Aim
To investigate physical health outcomes associated with medications prescribed to manage chronic physical conditions in people living with dementia; and determine whether a dementia diagnosis altered drug utilisation patterns for physical health conditions.
Data sources
Medline, Embase, Central and Scopus were searched 01/2011 to 12/2020.
Study selection
Experimental and observational studies, where participants with dementia using medications prescribed by doctors to prevent or treat one or more chronic comorbid physical condition, were compared to no intervention, usual care, or a non‐dementia comparison group. The outcomes of interest were clinically meaningful physical outcomes, and medication utilisation patterns.
Results
Ten studies met the inclusion criteria. All were of medium to high quality relative to their study design. Mixed findings were reported for ischemic stroke (n = 3), all‐cause mortality (n = 3) and bleeding‐related outcomes (n = 2). This is likely due to the heterogeneity in exposures reported. One study found that people with dementia, receiving antidiabetic management, had a higher rate of severe hypoglycaemia compared to people without dementia. Medication utilisation pattern outcomes included oral anticoagulant use before stroke‐related hospitalisation (n = 1), antithrombotic medication use before stroke‐related hospitalisation (n = 1), cardiovascular medication use for secondary prevention of ischemic heart disease (n = 1), antidepressant medication discontinuation (n = 1), osteoporosis treatment (n = 1), diabetic medication use (n = 2), and antihypertensive medication discontinuation (n = 1).

#### [Source data]
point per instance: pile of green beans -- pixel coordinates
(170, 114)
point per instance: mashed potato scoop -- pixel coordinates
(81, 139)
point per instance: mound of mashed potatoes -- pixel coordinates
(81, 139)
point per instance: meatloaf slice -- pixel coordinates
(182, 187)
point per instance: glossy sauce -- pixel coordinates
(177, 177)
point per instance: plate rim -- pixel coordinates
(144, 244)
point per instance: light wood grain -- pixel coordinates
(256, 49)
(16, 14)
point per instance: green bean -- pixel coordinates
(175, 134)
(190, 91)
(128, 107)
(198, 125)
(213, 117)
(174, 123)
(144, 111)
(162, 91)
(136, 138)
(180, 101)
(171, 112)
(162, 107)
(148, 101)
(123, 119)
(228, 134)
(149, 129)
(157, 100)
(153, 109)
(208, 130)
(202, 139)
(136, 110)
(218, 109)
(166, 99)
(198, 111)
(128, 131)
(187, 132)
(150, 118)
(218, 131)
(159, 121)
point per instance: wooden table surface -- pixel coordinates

...

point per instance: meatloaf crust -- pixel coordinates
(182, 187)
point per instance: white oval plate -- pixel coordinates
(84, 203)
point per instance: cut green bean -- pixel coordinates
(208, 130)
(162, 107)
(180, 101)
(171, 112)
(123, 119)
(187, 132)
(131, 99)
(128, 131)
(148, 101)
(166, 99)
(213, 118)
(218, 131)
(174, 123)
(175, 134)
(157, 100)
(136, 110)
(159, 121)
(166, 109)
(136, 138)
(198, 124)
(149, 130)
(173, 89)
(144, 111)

* * *

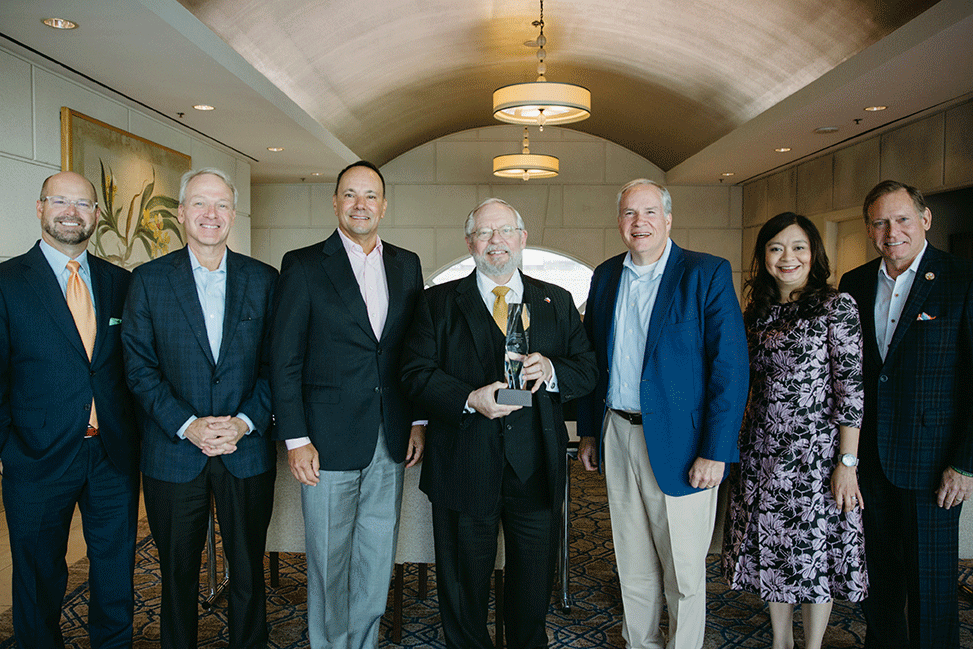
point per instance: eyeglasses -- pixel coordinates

#### [Exercises to complete]
1 – Rewrite the part of the dementia medication abstract that opens with the words containing "Data sources" and closes with "medication utilisation patterns.", replacing "usual care" with "standard care".
2 – Translate this sentence from the dementia medication abstract into French: "All were of medium to high quality relative to their study design."
3 – Please write what comes next in the dementia medication abstract, starting after its last sentence.
None of the records are needed here.

#### [Answers given]
1 –
Data sources
Medline, Embase, Central and Scopus were searched 01/2011 to 12/2020.
Study selection
Experimental and observational studies, where participants with dementia using medications prescribed by doctors to prevent or treat one or more chronic comorbid physical condition, were compared to no intervention, standard care, or a non‐dementia comparison group. The outcomes of interest were clinically meaningful physical outcomes, and medication utilisation patterns.

2 – Tous étaient de qualité moyenne à élevée par rapport à leur plan d'étude.

3 –
Conclusion
This systematic review showed there is currently insufficient evidence to conclude that medication management in people with dementia should differ substantially to people without dementia. Comprehensive and high‐quality evidence is needed to improve confidence that medication prescribing achieves optimum clinical outcomes, quality of life, and benefit‐to‐risk determination in this vulnerable population.